• **Task details**:
Write out the entries from the very beginning through the line containing "[16,0,438,144]", both ends included, reproducing every line exactly.

Detection examples
==================================================

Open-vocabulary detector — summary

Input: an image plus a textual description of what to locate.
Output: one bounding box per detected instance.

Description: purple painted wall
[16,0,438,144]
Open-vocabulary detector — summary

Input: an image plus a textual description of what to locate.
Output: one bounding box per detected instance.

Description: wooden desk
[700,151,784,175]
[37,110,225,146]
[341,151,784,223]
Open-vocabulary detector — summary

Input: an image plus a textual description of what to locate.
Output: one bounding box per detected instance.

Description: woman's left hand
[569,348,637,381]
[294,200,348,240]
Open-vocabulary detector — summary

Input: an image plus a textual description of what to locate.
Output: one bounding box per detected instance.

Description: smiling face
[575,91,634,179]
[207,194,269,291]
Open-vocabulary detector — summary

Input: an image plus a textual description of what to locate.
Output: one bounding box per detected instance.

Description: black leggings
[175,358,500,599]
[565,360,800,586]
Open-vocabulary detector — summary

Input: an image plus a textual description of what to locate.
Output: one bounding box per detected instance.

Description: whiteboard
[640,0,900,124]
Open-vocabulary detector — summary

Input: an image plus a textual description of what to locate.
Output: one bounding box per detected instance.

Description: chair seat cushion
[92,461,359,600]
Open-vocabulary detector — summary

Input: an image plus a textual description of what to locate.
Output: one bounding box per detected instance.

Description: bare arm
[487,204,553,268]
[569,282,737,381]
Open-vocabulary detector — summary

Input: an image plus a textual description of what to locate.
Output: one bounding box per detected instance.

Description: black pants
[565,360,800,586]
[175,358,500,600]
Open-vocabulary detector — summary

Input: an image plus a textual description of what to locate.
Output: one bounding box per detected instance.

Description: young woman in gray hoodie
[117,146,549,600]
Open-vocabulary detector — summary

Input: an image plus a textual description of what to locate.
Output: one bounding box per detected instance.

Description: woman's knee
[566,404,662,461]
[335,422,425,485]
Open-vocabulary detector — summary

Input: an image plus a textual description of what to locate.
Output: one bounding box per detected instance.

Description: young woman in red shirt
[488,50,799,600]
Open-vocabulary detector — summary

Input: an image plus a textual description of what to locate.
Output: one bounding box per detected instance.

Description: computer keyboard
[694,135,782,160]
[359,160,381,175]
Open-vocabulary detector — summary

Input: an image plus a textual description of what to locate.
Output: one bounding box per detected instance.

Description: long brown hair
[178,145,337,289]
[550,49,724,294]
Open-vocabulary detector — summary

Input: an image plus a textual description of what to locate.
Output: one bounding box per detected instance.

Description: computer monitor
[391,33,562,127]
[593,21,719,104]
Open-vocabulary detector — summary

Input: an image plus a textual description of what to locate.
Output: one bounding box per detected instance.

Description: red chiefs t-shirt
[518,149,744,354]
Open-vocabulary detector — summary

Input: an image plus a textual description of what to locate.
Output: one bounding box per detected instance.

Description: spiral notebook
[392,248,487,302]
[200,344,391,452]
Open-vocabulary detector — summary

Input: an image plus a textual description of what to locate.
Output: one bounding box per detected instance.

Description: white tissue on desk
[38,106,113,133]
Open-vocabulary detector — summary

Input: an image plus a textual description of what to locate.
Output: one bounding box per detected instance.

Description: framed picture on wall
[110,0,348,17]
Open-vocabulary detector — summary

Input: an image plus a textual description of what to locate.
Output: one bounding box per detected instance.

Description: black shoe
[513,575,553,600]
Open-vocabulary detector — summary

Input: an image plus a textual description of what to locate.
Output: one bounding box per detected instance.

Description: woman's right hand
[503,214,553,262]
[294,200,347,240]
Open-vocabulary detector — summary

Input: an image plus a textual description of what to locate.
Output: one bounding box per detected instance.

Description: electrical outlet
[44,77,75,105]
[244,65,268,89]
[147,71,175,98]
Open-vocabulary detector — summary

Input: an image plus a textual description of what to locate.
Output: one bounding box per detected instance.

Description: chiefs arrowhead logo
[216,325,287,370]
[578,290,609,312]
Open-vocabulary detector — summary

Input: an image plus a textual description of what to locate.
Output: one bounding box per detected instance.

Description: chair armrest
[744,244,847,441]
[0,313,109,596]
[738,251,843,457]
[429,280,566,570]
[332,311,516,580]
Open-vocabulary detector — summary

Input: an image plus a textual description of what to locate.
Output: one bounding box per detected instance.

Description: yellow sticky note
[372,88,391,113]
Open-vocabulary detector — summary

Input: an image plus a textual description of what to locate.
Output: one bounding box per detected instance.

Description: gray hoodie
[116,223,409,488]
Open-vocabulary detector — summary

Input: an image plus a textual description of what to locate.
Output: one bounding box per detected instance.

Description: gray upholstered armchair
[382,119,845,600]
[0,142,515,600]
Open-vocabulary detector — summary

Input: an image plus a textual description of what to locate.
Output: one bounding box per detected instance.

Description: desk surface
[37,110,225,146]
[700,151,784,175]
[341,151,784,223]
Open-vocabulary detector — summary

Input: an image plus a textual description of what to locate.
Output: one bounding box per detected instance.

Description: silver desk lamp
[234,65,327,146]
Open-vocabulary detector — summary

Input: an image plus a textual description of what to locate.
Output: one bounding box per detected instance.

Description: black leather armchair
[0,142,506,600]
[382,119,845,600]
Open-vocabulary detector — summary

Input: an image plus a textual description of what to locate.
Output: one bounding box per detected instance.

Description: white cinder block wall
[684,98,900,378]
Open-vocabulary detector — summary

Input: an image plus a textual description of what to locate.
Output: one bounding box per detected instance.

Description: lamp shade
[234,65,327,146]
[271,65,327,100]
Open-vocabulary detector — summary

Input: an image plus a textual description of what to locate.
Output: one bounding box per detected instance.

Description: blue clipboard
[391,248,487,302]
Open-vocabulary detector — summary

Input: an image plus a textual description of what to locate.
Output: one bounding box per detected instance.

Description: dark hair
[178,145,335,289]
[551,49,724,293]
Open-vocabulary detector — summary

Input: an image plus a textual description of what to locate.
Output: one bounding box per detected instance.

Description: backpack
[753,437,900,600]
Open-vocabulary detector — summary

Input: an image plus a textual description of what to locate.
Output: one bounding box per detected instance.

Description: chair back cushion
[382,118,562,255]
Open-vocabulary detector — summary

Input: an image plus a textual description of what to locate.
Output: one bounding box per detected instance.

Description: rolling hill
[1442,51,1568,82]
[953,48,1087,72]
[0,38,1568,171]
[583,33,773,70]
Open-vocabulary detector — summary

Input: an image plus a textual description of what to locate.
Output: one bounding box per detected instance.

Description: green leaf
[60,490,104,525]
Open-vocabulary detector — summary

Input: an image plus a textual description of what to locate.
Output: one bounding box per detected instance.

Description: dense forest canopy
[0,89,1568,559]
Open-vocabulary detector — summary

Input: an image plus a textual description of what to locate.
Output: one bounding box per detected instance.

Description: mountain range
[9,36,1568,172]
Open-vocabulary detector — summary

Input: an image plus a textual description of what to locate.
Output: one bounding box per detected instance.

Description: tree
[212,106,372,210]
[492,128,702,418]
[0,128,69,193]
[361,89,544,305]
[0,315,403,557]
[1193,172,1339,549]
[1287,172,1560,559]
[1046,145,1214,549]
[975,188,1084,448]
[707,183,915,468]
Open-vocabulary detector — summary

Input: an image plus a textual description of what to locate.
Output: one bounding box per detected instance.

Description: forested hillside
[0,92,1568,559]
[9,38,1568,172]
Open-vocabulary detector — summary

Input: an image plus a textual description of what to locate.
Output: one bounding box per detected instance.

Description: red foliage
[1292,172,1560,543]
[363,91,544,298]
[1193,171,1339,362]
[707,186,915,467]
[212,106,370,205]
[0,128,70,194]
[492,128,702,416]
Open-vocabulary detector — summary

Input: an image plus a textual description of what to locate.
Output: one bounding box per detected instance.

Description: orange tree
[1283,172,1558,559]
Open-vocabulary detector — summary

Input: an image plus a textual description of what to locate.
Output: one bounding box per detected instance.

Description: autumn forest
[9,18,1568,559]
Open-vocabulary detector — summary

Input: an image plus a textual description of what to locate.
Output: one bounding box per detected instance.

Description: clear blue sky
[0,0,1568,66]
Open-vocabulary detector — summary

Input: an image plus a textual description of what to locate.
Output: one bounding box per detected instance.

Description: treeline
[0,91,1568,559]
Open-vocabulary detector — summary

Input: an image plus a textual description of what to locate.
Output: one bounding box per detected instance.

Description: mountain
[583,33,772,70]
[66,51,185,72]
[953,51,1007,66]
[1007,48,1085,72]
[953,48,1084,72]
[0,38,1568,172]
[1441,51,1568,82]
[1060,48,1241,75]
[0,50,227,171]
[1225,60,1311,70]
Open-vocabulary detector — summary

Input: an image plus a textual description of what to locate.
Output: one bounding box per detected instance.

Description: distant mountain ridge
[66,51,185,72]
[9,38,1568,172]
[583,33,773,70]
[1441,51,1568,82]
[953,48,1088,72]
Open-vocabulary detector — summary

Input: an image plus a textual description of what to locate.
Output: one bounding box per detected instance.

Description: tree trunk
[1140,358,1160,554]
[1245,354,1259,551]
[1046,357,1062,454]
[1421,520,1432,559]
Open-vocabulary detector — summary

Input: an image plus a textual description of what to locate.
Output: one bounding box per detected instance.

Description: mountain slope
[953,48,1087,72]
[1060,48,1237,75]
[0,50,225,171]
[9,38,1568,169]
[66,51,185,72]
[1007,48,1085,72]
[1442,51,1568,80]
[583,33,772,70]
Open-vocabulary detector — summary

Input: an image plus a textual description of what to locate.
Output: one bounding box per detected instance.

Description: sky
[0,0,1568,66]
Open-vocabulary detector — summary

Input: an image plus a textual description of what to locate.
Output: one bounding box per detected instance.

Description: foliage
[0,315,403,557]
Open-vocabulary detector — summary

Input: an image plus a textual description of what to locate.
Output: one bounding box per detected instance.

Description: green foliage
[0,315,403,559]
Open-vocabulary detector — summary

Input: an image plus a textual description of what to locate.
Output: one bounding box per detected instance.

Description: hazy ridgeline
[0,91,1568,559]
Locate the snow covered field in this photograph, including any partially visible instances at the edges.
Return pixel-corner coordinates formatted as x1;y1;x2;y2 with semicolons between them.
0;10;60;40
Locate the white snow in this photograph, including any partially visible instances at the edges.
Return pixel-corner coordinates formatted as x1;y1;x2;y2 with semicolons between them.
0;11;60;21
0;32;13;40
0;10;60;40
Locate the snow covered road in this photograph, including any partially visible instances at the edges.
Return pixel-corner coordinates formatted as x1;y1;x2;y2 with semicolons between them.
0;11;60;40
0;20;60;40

==================================================

• **Complete answer**:
Open-vocabulary detector — summary

Input: an image plus a textual description of what to locate.
Output: one bounding box per detected instance.

Description: purple painted wall
[16,0,438,144]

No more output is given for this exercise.